**Source excerpt:**
::::::

Samsung Patents a Touch-Correction System for Under-Display Camera Screens
Under-display cameras create a messy problem for touchscreens: the same cutouts that let light through to the camera also distort touch signals. Samsung's new patent tackles that distortion head-on with a correction layer baked into the touch-sensing pipeline.
What Samsung's under-display touch fix actually does
Imagine pressing your finger on the part of a phone screen that sits directly over a hidden camera. The screen looks normal, but underneath it's full of tiny holes — gaps that let light through to the lens. Those same gaps mess with the electrical signals the phone uses to figure out where your finger is, which can make touches in that zone feel unreliable or get misread.
Samsung's patent describes a display that splits the screen into two zones — a normal display area and a special camera-overlay area — and uses separate touch sensors for each. The key twist is that the readings from the camera-zone sensors get mathematically corrected before the phone tries to figure out where you touched, compensating for the signal weirdness caused by all those light-transmitting holes.
The result is that your touch should register just as accurately whether your finger is over a solid part of the screen or directly above the hidden camera — no dead zones, no phantom taps.
How the electrode grid handles camera-area signal gaps
The patent describes a display substrate with two distinct regions: a standard first display area and a second display area that overlaps an optical device (the under-display camera). The second area contains a grid of tiny transmission areas — openings that allow light to pass through to the camera beneath.

::::::

**Information supplied:**
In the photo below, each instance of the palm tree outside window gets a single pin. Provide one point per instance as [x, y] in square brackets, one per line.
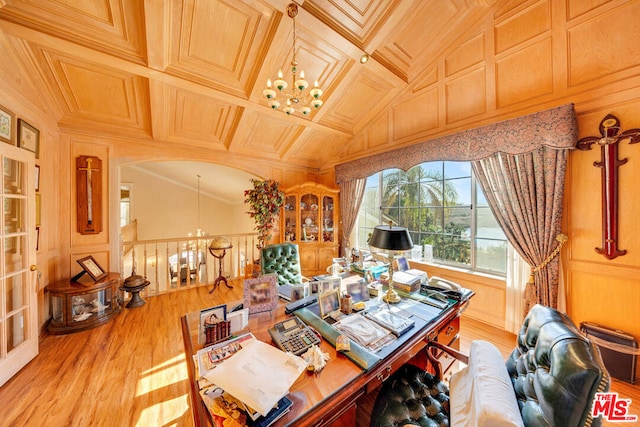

::::::

**Exercise instructions:** Reproduce, word for word, the passage of the article on Samsung's touch-correction patent that opens with the words containing "The result is" and closes with "the camera beneath.".

**Solution:**
The result is that your touch should register just as accurately whether your finger is over a solid part of the screen or directly above the hidden camera — no dead zones, no phantom taps.
How the electrode grid handles camera-area signal gaps
The patent describes a display substrate with two distinct regions: a standard first display area and a second display area that overlaps an optical device (the under-display camera). The second area contains a grid of tiny transmission areas — openings that allow light to pass through to the camera beneath.